-- TEXT start --
I am a big geek and sometimes I like to scour the internet for rare or obscure things. In the case of video games, there's some diamonds in the rough out there. Games that weren't released because they were so strange and odd and original that they were deemed bad. The following are a selection of truly odd (but good) games that not many folks (other than weird internet geeks know about).
1. Taito's
Hit the Ice  |
Roaming the wastelands lookin' fer beers eh! |
Hit the Ice boggles my mind. It's basically what you'd get if you threw Ice Hockey, Dragon Quest, and Slapshot into a blender. You are a Canadian tough guy hockey player who is told by his coach to go out into the wastelands of Canada and win the VHL championship. As a Canadian, I'm interested in how a Japanese company would portray the great game of Hockey and also wonder how it would translate into an RPG genre of game. Basically, Japan perceived us Canadian types as neanderthal gorillas who wander around a giant wasteland searching for hamburgers, chicks, hockey games, and fistfights. I think they hit the nail right on the head with this one.
All the elements of an RPG are there, you travel the worldmap getting into random encounters (except you don't fight gremlins and shit, instead you are attacked by rival hockey teams who you play 2-on-2 hockey matches against).The trick to winning these battles is to score one goal, then pick-a-fight and punch your opponent in the face until the clock runs out, then hot chicks come out and you celebrate gaining 5 EXP points.
Secret Tips:1. Do not go into the arenas until you're good, the opposing teams are as fast as fuck and can literally uppercut you across the ice.
2. Eat Hamburgers all the time. Burgers give you vital nutrients and EXP points.
3. Watch out for rowdy arenas in opposing cities where rowdy rednecks will pelt you with beer bottles.
4. Cherry pick. There's no two-line passes or offsides so while your goalie holds the puck skate into the opposing zone then pass it across the entire ice surface and shoot.
5. Use "Dicky" Fontaine cause he has the best name in the game.

6. You
can't swim so you have to buy an apple to give to an old man who has the life saving inner tube which you can use to cross rivers and streams at will!
2. Enix's Wonder Project

Wonder Project was an SNES game that tells the story of a guy who makes a robot kid and introduces him into the world of humans. Blind to the ways of mankind this modern day Pinocchio must adjust to the world around him. You don't even control the character you just reward him and punish him depending on what he does. Each stage of the game has different situations and obstacles that require him to react in certain ways, and in order to get him to react in certain ways you must teach him through painstaking repetition and drills.

For example for some levels of the game he needs to be nice and tame in order to help an old lady or something...while at other times in the game you have to beat the nice out of your son/robot in order to make him aggressive in order to compete in a fighting or athletics competition. It's a strange concept and you really have to play it to understand what I'm talking about. Some behaviors that you taught him at the start of the game have to be washed out of his mind to get him to interact with an object differently for a later stage in the game, it's really difficult to know what you have to do in a lot of cases. He has to be smart at times (make him read the encyclopedia all day), and other times really stupid (make him read comic books all day) in order to progress the game.
-- TEXT end --
-- SUPPLIED MATERIAL start --
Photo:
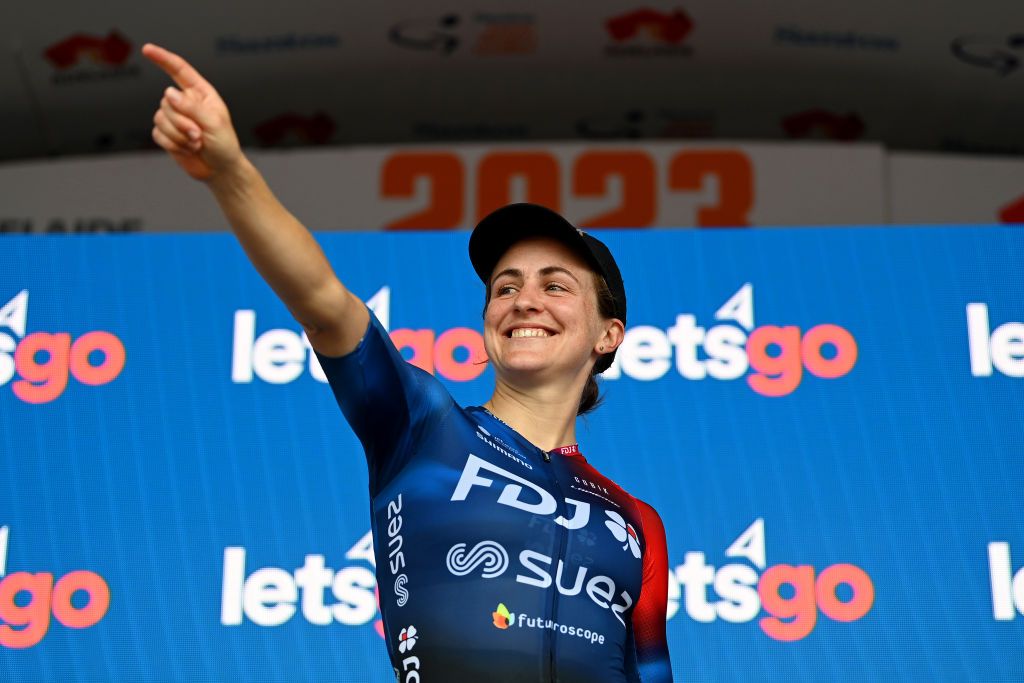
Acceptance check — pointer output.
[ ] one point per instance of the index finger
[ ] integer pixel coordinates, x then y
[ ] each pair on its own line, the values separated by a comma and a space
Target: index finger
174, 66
-- SUPPLIED MATERIAL end --
-- SUPPLIED MATERIAL start --
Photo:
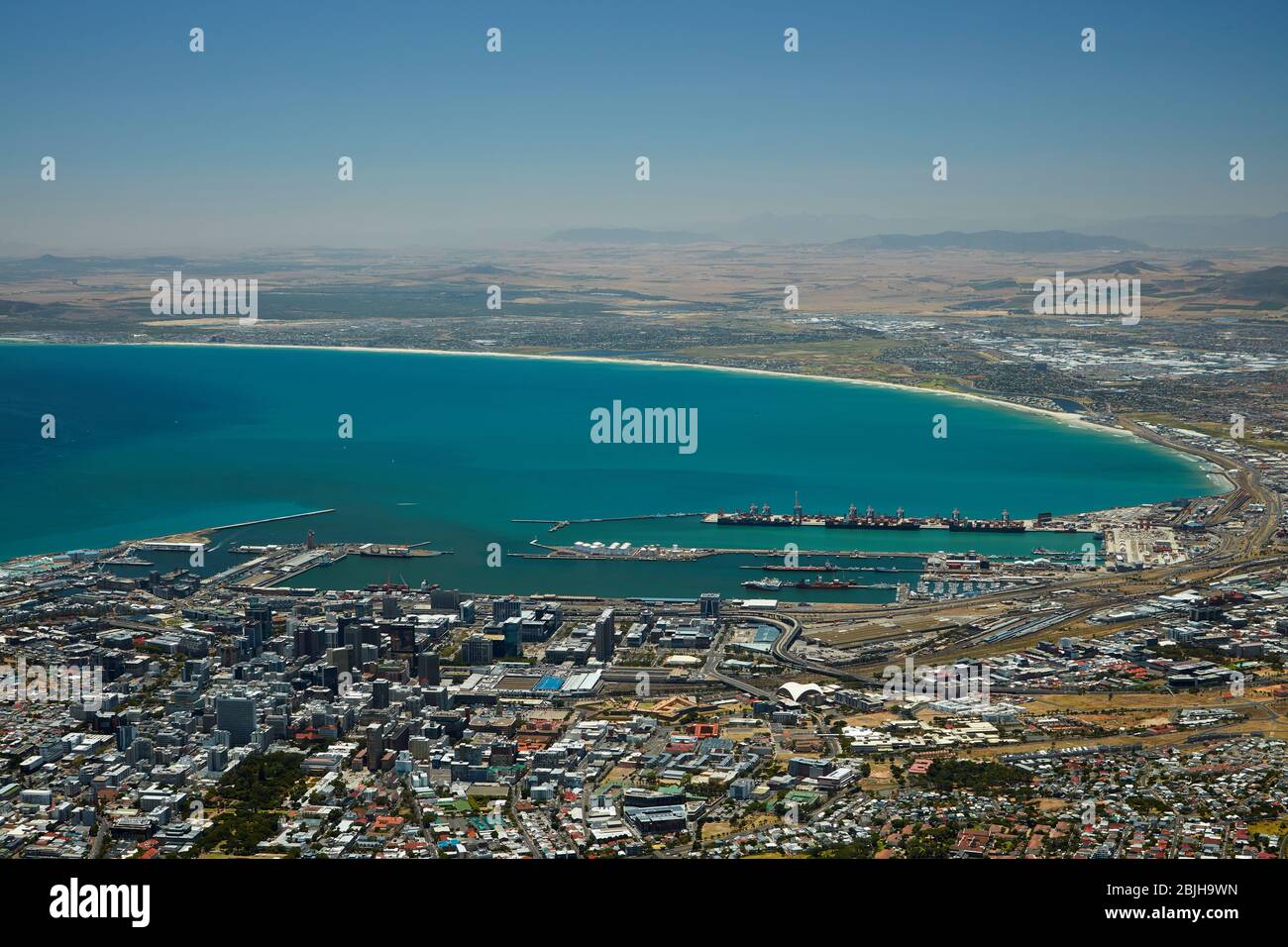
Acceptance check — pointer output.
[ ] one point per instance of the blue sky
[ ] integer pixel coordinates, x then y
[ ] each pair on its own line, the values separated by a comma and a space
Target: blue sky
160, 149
-- SUPPLIED MATERIAL end --
-- SUPPLIED MATERIAL start --
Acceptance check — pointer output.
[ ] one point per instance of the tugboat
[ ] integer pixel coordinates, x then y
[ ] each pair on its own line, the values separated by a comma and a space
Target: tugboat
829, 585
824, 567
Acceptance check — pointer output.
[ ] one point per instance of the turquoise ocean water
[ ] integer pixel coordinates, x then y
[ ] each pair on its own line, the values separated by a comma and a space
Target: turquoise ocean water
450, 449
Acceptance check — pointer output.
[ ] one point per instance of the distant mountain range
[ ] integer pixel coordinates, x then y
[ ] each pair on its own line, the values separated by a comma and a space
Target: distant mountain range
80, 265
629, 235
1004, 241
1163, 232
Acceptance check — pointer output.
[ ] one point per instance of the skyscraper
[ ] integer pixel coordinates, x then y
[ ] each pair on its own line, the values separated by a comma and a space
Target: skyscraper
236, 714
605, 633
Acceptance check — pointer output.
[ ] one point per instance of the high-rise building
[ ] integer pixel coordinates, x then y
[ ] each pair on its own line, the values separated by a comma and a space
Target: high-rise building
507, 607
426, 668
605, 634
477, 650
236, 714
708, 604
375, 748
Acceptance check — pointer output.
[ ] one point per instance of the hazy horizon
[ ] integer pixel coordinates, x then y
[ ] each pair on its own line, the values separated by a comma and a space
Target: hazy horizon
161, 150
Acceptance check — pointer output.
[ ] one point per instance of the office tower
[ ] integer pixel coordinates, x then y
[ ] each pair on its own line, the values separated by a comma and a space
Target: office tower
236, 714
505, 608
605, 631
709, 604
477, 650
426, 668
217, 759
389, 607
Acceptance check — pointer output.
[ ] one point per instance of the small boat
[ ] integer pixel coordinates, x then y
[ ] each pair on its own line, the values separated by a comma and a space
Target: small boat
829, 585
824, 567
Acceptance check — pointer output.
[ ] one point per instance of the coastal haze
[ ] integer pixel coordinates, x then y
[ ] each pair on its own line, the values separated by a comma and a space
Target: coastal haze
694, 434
-- SUPPLIED MATERIAL end --
• [WHAT THIS EXERCISE ASKS]
[1] In the game post, what does the player have to buy and give to the old man to get the inner tube?
[2] Transcribe the part of the game post that begins at the words "All the elements" and stops after "across the ice.".

• [ANSWERS BY TASK]
[1] An apple.

[2]
All the elements of an RPG are there, you travel the worldmap getting into random encounters (except you don't fight gremlins and shit, instead you are attacked by rival hockey teams who you play 2-on-2 hockey matches against).The trick to winning these battles is to score one goal, then pick-a-fight and punch your opponent in the face until the clock runs out, then hot chicks come out and you celebrate gaining 5 EXP points.
Secret Tips:1. Do not go into the arenas until you're good, the opposing teams are as fast as fuck and can literally uppercut you across the ice.